- [OBJECTIVE]:
Reproduce the lines from the line containing "Target: front wheel" through the end of the lines, substituting "locator" for "pointer" and leaving everything else unchanged.

(Dataset records concerning object locations)
.....

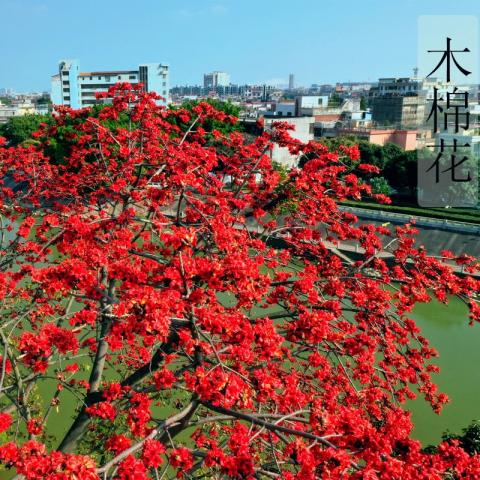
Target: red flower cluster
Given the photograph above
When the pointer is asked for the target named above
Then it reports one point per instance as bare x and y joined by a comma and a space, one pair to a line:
189, 298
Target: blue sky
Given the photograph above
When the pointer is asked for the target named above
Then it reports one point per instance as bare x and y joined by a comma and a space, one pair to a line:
321, 41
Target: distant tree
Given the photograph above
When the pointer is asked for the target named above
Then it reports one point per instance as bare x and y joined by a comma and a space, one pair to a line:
18, 129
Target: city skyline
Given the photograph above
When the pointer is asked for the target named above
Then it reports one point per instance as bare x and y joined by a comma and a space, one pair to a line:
342, 49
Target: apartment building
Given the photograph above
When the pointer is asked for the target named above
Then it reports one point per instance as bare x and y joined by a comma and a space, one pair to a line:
77, 89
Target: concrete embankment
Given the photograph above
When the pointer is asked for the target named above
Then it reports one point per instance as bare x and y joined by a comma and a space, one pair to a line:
435, 235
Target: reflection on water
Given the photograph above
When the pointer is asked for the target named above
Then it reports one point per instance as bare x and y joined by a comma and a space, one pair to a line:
448, 331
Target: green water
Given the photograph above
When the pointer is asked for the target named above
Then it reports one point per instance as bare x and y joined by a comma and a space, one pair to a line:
448, 331
446, 327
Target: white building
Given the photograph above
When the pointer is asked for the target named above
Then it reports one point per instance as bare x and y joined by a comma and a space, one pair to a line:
216, 79
304, 129
77, 89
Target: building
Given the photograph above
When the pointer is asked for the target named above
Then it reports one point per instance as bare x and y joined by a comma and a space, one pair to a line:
303, 131
398, 111
16, 109
308, 105
216, 79
291, 81
77, 89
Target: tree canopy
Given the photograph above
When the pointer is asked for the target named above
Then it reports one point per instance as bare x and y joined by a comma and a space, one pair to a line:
152, 280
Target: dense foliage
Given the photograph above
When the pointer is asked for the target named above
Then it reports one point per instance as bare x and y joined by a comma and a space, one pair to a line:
153, 277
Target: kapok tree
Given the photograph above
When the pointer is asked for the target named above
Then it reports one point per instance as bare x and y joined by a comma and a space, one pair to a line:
177, 308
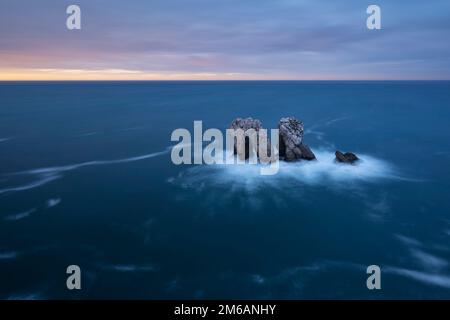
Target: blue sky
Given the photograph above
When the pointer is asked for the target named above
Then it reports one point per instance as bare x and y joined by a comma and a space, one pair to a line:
225, 39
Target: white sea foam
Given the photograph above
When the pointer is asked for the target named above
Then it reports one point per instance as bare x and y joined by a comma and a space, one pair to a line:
8, 255
20, 215
424, 277
42, 176
429, 261
131, 268
53, 202
324, 171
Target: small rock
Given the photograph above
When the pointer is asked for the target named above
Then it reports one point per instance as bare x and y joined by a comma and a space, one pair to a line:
347, 157
307, 154
291, 145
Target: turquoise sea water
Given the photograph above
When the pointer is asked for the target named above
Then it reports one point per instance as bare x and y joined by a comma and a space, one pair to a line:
86, 179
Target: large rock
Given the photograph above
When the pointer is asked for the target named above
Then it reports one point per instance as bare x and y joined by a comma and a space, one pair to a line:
245, 124
291, 147
347, 157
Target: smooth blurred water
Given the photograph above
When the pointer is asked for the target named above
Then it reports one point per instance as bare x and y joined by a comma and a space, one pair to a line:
107, 197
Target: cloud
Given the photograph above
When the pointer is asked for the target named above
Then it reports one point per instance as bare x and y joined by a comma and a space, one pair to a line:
283, 39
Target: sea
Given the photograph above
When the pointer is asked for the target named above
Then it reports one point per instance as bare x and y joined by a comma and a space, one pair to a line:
86, 179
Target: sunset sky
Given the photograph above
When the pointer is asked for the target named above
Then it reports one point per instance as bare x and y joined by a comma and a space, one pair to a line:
224, 39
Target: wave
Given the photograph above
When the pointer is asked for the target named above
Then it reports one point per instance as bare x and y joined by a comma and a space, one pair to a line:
130, 268
5, 139
44, 176
8, 255
53, 202
424, 277
323, 172
19, 216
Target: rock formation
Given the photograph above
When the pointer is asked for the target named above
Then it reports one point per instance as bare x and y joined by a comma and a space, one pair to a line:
245, 124
291, 146
347, 157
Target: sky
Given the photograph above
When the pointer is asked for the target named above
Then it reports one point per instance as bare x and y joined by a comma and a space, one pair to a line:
224, 40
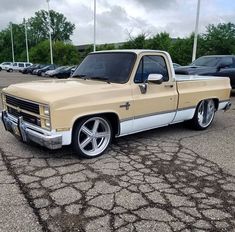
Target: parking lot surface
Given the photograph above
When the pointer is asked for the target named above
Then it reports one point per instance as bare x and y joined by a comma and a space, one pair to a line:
168, 179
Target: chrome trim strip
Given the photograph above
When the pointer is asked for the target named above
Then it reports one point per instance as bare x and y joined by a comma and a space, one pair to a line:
23, 99
156, 113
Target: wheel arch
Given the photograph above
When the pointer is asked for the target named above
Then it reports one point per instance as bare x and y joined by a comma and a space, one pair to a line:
111, 116
215, 99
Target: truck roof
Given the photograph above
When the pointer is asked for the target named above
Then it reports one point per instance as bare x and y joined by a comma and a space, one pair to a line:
137, 51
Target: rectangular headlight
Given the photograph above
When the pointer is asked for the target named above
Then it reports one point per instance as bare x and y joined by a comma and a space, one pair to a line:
46, 110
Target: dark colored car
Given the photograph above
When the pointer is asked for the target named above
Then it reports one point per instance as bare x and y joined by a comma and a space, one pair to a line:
35, 71
216, 65
30, 68
41, 72
65, 73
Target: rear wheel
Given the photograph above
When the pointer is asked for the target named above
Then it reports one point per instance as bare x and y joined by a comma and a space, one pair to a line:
92, 136
204, 114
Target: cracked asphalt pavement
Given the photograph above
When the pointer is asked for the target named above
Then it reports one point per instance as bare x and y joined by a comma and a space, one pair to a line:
168, 179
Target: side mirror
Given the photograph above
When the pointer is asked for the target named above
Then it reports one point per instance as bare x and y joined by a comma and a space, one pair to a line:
155, 78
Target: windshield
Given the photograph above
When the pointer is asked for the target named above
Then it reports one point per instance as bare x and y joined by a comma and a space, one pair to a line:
207, 61
113, 67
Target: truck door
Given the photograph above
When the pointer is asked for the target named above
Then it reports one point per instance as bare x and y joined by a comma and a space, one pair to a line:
156, 107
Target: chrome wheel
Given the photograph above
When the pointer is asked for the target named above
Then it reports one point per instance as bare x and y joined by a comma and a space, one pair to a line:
94, 136
205, 113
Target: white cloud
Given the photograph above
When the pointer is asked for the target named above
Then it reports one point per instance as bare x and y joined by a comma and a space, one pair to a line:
115, 19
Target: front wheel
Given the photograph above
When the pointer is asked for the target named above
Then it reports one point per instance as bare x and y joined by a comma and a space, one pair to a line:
204, 114
92, 136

.....

- [ANSWER TO THE TASK]:
Target: front wheel
Given the photograph above
When the locator is asked for the target named above
Then it reports one point per instance as bare x and y joined by a comma and a space, one pair to a line:
204, 114
92, 136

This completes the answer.